#### READING PASSAGE ####

= Apostolic Vicariate of Goajira =

The Apostolic Vicariate of Goajira was a Roman Catholic missionary pre-diocesan jurisdiction on the Guajira Peninsula in Colombia. It was exempt, i.e. directly subject to the Holy See, not part of any ecclesiastical province.

== History ==
The mission of Goajira, a territory split from the Roman Catholic Diocese of Santa Marta, was erected by Pope Pius X on 17 January 1905, as an Apostolic vicariate, dependent on the Roman Congregation for Extraordinary Ecclesiastical Affairs. Mgr. Attanasio Maria Vincenzo Soler-Royo, O.F.M. Cap., was appointed as first apostolic vicar on 18 April 1907. The Capuchins, who were in charge of the Catholic missions, have had a great influence over the natives, and large numbers have been converted.

On 4 December 1952, it was suppressed and its territory divided to establish the Apostolic Vicariate of Riohacha and the Apostolic Vicariate of Valledupar (now both suffragan dioceses of the Metropolitan Roman Catholic Archdiocese of Barranquilla).

#### RECORD LIST ####

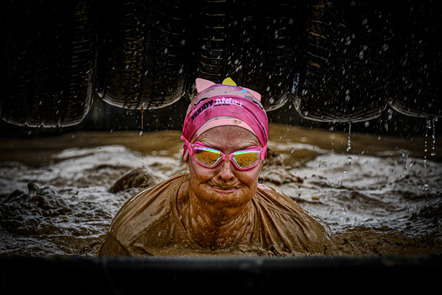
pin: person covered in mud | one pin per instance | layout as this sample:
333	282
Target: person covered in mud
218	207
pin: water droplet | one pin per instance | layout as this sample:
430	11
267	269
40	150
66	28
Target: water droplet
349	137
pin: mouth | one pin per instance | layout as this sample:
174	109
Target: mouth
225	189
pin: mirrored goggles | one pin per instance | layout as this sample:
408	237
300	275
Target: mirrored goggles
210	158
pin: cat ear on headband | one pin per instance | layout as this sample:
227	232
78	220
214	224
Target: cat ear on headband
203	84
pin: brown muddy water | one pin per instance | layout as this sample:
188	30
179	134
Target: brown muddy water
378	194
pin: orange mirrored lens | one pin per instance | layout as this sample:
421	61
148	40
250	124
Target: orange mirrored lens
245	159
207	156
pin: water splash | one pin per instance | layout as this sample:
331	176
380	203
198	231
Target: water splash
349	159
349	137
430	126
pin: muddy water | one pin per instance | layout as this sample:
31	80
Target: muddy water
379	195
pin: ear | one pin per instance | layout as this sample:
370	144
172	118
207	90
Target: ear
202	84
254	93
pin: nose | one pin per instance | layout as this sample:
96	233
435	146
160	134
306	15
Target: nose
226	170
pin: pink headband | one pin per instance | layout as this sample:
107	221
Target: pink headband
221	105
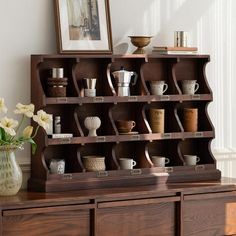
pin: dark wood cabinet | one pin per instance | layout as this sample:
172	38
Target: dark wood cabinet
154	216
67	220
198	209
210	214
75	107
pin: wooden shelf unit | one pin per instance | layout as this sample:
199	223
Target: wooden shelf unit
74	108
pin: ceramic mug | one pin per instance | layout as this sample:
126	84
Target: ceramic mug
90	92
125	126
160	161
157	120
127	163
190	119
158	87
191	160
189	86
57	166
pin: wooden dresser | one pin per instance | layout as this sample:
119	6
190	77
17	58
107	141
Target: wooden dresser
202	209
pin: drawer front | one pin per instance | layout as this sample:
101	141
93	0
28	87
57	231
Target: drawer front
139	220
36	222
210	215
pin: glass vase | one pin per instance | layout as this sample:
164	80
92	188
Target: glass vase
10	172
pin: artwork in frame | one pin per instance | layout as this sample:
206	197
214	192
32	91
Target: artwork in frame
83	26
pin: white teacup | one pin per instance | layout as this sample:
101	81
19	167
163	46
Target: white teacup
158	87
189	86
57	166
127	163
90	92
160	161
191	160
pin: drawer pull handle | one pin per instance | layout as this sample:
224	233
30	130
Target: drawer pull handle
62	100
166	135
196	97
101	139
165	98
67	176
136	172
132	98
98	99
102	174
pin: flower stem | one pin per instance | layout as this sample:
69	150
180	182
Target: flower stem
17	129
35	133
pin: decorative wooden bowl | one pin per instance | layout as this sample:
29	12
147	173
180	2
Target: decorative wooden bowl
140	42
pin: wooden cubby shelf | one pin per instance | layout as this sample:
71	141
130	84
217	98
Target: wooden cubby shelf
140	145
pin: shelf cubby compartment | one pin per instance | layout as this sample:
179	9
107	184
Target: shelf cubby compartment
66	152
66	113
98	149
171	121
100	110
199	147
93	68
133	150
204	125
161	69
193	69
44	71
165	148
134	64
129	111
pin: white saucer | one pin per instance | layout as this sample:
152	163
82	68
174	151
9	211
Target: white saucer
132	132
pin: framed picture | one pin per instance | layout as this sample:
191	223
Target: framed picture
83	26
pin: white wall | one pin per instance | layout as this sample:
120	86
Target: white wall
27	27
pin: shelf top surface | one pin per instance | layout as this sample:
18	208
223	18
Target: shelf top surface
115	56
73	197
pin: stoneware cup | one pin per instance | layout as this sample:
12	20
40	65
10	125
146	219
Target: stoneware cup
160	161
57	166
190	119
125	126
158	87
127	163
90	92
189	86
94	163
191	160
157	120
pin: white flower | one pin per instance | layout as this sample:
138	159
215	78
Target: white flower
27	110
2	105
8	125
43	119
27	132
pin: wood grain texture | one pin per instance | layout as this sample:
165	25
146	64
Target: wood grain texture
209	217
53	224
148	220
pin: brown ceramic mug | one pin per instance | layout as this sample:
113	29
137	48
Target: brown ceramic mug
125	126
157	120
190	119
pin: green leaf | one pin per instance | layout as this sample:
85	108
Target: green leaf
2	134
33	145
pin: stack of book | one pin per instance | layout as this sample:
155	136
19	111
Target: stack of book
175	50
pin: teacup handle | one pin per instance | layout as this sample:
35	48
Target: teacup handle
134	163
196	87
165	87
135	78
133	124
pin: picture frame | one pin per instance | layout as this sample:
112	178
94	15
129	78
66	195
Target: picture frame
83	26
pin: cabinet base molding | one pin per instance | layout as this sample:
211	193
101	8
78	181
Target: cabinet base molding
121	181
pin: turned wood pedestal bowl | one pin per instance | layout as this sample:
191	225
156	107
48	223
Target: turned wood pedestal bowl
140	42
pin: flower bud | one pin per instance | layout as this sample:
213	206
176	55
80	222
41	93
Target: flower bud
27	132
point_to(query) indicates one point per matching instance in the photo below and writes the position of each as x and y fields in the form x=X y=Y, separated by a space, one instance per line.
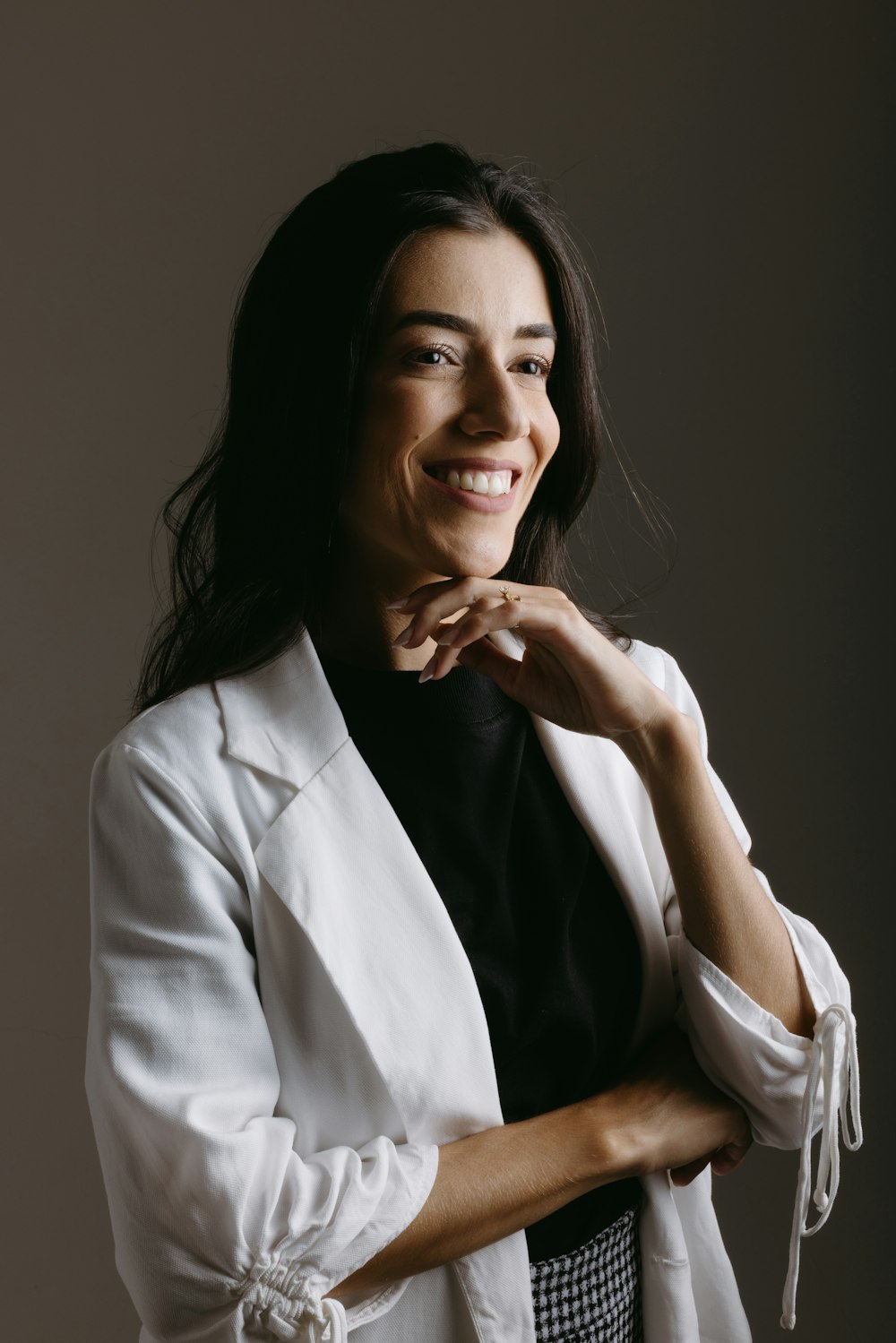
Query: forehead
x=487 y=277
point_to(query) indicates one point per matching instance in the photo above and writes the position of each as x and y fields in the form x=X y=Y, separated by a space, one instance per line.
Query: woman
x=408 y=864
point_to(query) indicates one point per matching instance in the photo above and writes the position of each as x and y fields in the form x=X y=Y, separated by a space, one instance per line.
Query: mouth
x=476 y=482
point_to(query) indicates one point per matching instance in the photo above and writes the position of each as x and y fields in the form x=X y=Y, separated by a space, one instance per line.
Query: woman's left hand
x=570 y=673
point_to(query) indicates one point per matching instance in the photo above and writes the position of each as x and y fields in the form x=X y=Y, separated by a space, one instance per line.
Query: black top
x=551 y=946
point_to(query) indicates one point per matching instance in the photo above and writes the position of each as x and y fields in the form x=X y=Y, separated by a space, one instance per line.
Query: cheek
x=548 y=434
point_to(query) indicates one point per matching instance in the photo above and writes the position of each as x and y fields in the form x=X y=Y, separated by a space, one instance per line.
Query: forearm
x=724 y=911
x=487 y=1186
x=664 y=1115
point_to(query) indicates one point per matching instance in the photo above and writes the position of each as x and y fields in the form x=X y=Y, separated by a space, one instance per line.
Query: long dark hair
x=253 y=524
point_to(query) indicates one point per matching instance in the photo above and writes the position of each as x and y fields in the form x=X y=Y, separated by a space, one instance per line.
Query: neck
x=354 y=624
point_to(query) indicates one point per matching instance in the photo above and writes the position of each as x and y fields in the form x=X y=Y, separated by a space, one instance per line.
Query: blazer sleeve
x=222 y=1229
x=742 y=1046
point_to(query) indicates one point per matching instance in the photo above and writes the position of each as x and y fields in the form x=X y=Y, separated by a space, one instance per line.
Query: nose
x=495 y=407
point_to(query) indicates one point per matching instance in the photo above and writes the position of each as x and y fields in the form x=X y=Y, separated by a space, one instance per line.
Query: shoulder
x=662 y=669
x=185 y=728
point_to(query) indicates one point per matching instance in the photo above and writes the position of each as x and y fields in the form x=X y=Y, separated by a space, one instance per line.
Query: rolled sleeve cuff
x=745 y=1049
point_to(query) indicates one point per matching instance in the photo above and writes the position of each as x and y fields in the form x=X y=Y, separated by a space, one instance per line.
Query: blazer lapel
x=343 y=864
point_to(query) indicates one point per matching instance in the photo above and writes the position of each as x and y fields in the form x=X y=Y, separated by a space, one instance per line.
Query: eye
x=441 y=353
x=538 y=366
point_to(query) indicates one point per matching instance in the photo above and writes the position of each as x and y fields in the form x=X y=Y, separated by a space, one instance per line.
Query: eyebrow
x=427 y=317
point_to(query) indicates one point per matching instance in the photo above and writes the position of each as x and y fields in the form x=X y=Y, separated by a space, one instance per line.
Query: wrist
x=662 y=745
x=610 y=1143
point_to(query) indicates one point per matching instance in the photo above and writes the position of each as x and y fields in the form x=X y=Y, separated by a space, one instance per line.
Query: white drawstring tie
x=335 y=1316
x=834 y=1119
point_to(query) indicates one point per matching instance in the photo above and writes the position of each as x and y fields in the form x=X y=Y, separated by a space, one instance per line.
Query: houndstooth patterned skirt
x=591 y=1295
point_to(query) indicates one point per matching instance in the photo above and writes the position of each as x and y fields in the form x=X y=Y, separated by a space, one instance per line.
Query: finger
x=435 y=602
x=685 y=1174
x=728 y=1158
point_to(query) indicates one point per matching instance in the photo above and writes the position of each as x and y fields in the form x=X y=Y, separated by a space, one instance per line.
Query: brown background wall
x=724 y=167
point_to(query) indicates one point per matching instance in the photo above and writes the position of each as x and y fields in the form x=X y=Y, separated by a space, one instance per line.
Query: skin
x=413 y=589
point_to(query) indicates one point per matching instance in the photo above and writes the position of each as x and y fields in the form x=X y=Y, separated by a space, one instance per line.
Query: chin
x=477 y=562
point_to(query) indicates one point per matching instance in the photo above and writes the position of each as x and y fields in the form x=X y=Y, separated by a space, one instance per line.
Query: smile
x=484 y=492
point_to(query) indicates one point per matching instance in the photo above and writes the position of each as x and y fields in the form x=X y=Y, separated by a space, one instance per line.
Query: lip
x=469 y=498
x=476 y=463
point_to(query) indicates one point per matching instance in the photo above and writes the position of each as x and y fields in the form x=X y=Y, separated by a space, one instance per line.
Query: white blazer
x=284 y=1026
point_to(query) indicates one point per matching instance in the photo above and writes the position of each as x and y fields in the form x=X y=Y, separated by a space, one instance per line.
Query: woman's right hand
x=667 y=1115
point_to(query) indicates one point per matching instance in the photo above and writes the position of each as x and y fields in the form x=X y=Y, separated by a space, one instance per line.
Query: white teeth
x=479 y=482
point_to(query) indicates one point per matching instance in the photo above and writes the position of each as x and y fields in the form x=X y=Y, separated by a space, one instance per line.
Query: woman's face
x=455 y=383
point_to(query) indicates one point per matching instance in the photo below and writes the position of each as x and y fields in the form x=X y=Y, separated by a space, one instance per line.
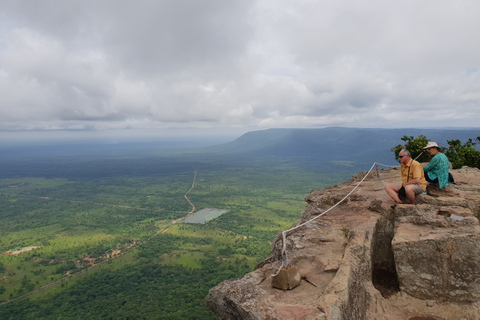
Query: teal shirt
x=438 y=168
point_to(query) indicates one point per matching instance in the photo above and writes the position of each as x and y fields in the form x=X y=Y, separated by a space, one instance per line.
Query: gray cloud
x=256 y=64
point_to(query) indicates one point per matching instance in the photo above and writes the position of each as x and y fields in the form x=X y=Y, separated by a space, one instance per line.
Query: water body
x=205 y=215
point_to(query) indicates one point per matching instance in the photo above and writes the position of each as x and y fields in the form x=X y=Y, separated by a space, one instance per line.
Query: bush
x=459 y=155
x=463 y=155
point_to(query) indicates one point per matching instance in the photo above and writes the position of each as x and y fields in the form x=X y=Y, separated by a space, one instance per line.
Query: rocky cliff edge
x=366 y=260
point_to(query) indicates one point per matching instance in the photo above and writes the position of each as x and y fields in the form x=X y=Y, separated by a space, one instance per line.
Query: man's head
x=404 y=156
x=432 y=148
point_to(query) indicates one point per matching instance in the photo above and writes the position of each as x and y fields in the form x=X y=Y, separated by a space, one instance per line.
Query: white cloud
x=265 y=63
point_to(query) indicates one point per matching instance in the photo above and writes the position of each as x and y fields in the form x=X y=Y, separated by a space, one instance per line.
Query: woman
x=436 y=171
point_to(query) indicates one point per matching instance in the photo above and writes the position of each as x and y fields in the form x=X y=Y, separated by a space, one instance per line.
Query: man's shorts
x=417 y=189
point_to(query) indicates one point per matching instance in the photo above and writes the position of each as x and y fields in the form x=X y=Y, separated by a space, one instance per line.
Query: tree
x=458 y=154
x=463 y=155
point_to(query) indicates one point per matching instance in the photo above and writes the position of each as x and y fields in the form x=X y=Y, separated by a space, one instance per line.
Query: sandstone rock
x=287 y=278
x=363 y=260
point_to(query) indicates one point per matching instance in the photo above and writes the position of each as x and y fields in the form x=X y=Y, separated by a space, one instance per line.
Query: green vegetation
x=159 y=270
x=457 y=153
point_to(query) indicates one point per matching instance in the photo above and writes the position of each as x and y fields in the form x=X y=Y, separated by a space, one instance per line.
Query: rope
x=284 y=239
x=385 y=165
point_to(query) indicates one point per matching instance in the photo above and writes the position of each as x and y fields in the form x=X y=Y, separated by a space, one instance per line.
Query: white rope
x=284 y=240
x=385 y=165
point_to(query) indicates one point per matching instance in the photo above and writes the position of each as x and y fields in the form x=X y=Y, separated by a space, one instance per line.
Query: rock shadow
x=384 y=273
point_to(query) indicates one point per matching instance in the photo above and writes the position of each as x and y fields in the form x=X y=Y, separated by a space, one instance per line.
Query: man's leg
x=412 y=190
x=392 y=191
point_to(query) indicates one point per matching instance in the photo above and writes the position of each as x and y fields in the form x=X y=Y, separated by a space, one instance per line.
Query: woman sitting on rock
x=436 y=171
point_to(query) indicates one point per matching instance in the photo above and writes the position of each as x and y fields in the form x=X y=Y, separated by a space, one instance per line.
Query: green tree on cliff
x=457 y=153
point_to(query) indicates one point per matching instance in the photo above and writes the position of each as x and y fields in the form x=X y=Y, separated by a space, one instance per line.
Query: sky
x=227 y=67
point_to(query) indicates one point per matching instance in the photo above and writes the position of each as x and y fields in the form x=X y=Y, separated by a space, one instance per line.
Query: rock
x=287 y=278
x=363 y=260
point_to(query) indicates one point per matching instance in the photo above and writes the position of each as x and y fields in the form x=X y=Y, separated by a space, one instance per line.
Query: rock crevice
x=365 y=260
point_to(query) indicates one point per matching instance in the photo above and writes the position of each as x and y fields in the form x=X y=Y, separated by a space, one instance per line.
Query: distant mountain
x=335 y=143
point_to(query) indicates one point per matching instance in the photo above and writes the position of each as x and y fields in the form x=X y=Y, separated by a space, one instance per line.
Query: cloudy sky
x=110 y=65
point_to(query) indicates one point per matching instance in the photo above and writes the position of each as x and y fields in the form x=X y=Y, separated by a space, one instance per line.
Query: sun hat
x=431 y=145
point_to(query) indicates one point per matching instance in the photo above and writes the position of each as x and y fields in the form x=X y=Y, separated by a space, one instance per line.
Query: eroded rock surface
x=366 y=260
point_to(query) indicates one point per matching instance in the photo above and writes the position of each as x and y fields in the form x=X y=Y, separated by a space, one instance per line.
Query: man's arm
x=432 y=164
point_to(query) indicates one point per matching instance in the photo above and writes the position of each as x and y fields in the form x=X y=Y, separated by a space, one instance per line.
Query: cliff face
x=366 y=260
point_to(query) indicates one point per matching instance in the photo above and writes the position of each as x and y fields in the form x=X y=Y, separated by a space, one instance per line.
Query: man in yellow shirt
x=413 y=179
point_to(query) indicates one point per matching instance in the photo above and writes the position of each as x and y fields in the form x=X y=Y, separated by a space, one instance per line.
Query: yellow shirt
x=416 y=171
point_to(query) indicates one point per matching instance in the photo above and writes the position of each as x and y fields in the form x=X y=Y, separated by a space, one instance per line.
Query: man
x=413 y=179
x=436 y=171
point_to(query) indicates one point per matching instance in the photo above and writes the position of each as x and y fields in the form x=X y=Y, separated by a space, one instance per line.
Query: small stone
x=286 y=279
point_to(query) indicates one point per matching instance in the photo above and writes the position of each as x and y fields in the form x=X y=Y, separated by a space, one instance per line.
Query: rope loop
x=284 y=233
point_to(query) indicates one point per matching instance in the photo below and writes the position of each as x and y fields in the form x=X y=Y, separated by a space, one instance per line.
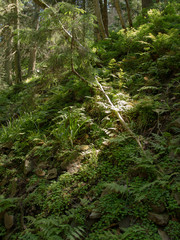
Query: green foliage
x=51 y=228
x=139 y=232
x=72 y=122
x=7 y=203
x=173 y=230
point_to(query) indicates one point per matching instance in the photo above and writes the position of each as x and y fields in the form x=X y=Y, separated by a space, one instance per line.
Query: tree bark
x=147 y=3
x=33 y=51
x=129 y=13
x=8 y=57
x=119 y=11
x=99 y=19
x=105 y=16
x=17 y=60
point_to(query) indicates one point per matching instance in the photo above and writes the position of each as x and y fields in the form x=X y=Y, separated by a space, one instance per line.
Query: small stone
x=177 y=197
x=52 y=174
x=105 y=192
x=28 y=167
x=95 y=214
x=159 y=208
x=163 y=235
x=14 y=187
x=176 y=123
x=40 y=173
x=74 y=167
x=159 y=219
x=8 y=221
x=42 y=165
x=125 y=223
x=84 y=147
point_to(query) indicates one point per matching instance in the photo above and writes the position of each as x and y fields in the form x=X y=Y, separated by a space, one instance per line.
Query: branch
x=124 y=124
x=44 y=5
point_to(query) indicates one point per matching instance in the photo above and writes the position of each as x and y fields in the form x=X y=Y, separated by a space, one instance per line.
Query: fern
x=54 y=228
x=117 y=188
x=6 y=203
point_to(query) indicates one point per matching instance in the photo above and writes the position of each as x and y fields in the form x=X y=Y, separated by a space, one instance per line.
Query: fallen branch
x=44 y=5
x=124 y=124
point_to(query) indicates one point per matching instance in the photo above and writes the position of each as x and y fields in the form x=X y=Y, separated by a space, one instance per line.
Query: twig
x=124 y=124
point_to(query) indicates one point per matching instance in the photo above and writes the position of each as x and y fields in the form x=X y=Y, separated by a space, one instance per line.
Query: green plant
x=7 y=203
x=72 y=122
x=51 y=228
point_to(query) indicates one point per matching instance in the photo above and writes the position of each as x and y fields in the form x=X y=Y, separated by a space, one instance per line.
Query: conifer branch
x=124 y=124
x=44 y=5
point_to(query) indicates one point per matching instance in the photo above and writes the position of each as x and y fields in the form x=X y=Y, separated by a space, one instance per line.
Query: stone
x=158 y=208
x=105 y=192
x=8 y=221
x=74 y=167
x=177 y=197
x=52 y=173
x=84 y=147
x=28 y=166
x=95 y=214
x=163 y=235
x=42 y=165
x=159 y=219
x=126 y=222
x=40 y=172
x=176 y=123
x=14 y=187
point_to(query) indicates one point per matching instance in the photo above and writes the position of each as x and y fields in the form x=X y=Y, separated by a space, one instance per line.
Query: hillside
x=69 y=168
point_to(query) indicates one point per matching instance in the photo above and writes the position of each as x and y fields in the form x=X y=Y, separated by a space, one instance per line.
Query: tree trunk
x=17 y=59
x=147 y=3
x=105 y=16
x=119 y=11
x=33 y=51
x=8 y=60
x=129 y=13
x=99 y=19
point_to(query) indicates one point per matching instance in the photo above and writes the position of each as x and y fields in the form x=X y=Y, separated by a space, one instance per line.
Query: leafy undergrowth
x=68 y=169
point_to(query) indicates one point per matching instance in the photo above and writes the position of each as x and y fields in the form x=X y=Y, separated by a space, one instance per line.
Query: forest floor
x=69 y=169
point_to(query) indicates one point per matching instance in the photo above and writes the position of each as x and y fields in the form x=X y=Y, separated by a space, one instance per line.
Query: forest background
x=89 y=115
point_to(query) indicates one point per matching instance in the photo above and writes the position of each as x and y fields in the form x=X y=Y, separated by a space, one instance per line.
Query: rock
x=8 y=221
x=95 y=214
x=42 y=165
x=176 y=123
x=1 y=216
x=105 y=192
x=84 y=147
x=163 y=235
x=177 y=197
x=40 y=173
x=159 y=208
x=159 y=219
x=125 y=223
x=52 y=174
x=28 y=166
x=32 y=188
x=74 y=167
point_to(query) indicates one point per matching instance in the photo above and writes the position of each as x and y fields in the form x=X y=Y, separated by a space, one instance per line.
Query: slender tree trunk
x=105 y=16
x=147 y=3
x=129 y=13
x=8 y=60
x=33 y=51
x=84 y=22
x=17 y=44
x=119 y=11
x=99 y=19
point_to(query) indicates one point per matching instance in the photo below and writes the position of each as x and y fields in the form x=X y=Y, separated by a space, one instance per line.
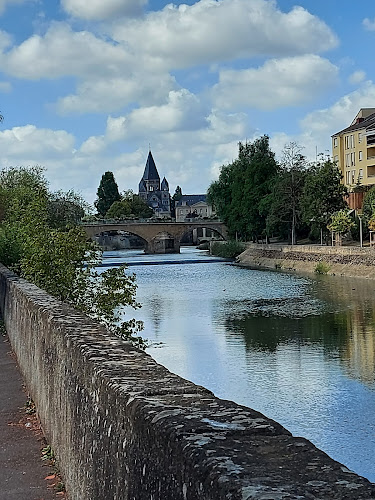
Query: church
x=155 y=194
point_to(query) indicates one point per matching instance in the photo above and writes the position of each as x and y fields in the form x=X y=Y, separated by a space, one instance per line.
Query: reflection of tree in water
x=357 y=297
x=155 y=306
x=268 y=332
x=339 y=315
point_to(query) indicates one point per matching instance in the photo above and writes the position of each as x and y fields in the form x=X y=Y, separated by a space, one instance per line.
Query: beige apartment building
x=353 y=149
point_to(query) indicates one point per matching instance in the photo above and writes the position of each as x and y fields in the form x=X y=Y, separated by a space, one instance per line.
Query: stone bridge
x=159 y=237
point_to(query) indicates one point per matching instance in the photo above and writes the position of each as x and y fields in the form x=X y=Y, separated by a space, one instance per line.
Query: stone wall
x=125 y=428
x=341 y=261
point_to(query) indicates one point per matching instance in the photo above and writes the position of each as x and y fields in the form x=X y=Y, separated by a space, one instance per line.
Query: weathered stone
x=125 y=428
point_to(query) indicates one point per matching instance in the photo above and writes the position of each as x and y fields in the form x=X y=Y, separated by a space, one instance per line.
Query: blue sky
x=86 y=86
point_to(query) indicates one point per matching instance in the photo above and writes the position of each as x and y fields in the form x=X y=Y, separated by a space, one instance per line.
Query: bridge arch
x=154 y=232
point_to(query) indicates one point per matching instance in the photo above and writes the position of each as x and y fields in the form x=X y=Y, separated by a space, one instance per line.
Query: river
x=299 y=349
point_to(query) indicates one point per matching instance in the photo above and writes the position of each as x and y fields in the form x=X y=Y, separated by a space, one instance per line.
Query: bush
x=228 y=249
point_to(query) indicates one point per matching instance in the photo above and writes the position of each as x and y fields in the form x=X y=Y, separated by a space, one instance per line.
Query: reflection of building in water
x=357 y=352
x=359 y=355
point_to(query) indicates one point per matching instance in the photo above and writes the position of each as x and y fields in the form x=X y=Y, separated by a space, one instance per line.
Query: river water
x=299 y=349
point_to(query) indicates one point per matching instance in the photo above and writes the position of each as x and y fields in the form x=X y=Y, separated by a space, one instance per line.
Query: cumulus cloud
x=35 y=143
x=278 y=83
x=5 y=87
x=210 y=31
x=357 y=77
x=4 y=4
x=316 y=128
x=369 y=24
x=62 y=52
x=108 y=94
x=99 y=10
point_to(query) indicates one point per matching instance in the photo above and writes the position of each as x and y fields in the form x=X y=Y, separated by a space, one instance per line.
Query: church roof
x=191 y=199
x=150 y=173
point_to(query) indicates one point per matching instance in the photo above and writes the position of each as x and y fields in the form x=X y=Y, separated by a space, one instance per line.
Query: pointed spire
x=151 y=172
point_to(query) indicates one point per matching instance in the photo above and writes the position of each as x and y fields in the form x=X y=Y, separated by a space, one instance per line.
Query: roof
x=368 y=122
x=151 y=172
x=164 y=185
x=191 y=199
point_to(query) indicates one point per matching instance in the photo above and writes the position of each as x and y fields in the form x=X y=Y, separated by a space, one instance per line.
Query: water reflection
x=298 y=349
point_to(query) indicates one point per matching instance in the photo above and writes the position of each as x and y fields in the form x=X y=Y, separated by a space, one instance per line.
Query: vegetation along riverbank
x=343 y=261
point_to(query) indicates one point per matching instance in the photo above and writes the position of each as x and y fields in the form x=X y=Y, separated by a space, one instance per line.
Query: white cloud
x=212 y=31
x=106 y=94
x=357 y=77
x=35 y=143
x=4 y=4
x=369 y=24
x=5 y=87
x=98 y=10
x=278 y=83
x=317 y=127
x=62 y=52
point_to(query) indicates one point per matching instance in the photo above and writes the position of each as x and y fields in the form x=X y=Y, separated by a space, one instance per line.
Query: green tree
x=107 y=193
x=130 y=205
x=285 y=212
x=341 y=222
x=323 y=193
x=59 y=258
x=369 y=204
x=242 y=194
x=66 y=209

####

_JOB 1_
Find every row that contains the word "brown" and copy each of those rows.
_JOB 2_
Pick up the article on the Apostolic Vicariate of Goajira where it stops and continue it.

_RIGHT ANSWER 1_
pin: brown muddy water | one pin per instance | layout as this sample:
Target: brown muddy water
pin: brown ceramic mug | one pin per instance | layout as this sample:
Target: brown ceramic mug
Query: brown background wall

_RIGHT ANSWER 2_
== Incumbent Ordinaries ==
- Apostolic Vicars of Goajira
(All Latin Church missionaries of the Capuchins order and titular bishops)
- Atanasio María Vicente Soler y Royo, Titular Bishop of Citharizum (1906.12.22 – 1930.11.21)
- Joaquín Alcaide y Bueso, Titular Bishop of Castoria (1931.12.15 – 1943.02.21)
- Vicente Roig y Villalba, Titular Bishop of Arad (1944.12.15 – 1952.12.04); later first Apostolic Vicar of daughter vicariate Valledupar (1952.12.04 – 1969.04.25)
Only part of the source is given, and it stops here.